Stored items from a collection:

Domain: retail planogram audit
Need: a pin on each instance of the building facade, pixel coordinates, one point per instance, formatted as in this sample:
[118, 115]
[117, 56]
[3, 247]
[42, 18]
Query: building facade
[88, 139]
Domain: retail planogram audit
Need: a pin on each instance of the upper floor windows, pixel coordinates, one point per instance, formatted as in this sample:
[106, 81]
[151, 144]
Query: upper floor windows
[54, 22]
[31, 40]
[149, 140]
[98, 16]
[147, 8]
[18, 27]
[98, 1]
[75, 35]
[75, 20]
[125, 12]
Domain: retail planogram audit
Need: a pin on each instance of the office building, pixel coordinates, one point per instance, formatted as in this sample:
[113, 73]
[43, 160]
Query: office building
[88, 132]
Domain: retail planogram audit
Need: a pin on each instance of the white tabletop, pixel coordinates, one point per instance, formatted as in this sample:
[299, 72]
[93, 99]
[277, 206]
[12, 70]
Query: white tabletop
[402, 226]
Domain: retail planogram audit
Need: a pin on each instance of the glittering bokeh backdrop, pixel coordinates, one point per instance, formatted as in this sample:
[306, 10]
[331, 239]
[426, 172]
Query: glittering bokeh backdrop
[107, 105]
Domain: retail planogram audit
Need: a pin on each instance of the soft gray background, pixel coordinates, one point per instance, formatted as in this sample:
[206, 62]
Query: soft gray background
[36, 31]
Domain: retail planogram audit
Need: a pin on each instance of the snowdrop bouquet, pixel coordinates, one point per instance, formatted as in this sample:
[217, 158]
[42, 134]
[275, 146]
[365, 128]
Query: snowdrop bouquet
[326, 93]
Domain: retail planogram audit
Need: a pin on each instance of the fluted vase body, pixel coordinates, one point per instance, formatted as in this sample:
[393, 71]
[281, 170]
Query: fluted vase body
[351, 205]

* * *

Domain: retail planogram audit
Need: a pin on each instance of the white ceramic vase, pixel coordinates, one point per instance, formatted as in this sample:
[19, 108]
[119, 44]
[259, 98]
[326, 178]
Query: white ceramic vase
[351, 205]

--- What you are asked to do ---
From the entries, report each line that includes the word "sample".

--- Response ---
Need: a pin on each instance of the building facade, pixel coordinates, one point per instance, formatted as in this sample:
Need: a pin on each instance of the upper floor windows, pixel coordinates, one point per instance, formatted as in this sample:
Need: a pin on each instance of the office building, pixel coordinates, one point per instance, formatted as in this sample:
Need: a pin on each instance of the white tabletop, pixel coordinates, one point per instance, formatted as in this sample:
Need: a pin on each instance of the glittering bokeh backdrop, pixel coordinates, one point per instance, formatted as in this sample:
Need: a pin on each instance of the soft gray background, pixel coordinates, one point per instance, formatted as in this sample:
Need: a pin on each instance of the snowdrop bouquet, pixel coordinates, one point per instance, formatted as in this sample:
Need: a pin on each instance of the fluted vase body, pixel coordinates, one point per instance, formatted as in this sample:
Need: a pin on each instance of the white ceramic vase, pixel coordinates, one point per instance, formatted as in this sample:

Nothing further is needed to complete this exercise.